Show all lines of the listing that hold the word "tree".

* _Record extracts_
■ ■ ■

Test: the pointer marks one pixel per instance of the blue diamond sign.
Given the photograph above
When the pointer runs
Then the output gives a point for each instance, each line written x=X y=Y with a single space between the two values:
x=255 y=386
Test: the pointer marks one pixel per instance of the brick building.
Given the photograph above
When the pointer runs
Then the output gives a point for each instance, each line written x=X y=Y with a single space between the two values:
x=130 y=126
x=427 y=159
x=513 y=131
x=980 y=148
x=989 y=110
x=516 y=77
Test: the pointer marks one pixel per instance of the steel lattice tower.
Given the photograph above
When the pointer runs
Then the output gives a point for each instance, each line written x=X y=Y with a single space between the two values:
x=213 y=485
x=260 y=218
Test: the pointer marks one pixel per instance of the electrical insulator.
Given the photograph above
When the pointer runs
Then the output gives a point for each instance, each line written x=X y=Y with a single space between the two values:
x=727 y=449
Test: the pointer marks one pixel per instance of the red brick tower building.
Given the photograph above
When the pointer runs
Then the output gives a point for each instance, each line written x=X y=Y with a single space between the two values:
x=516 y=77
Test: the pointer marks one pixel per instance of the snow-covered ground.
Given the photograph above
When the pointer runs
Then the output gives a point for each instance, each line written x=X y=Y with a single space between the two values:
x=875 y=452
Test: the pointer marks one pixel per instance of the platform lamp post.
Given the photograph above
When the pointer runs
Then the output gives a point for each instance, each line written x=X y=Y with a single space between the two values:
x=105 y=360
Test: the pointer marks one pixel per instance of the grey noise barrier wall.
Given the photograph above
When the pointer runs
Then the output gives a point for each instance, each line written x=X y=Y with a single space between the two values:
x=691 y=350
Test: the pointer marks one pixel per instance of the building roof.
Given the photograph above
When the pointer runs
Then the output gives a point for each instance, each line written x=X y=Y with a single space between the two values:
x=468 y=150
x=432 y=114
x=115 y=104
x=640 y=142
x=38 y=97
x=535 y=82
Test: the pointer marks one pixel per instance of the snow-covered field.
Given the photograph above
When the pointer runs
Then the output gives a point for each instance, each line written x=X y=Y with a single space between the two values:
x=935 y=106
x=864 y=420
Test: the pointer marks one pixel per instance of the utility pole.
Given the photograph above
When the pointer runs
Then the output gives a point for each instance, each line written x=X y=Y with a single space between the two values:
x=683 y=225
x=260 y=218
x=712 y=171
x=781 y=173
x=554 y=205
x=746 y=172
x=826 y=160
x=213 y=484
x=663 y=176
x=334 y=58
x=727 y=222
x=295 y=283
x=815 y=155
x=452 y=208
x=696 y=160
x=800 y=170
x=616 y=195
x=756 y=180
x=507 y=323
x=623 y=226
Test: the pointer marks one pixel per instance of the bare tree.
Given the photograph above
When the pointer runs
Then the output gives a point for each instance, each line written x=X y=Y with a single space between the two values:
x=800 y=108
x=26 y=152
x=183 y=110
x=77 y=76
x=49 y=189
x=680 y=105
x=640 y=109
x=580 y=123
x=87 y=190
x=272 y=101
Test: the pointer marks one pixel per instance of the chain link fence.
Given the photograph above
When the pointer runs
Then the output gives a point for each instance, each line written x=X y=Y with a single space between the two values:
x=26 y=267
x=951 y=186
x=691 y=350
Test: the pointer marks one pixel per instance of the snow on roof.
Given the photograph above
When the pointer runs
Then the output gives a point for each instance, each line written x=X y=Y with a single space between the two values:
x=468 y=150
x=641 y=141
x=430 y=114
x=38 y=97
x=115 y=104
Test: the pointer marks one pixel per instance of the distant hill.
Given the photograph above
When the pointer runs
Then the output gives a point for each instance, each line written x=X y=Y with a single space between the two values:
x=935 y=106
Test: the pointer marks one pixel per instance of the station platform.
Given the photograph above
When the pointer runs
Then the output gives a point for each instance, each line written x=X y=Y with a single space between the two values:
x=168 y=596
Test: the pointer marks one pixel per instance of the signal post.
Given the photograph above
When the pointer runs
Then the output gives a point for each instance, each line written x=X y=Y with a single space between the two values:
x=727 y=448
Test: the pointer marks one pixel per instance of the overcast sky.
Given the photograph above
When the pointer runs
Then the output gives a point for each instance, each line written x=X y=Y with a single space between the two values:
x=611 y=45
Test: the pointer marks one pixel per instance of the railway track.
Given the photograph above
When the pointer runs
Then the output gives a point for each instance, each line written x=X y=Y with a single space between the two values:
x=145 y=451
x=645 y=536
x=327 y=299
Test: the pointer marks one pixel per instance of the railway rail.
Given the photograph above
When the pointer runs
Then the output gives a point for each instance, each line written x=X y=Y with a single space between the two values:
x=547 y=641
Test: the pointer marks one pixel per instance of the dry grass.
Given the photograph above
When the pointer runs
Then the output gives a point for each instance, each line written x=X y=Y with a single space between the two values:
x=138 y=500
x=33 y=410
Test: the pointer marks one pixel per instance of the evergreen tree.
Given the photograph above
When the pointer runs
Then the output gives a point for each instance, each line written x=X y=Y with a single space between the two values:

■ ■ ■

* _Response_
Test: the pointer marks one pixel per instance of the bare tree.
Test: the pointer marks one pixel per instance of the evergreen tree.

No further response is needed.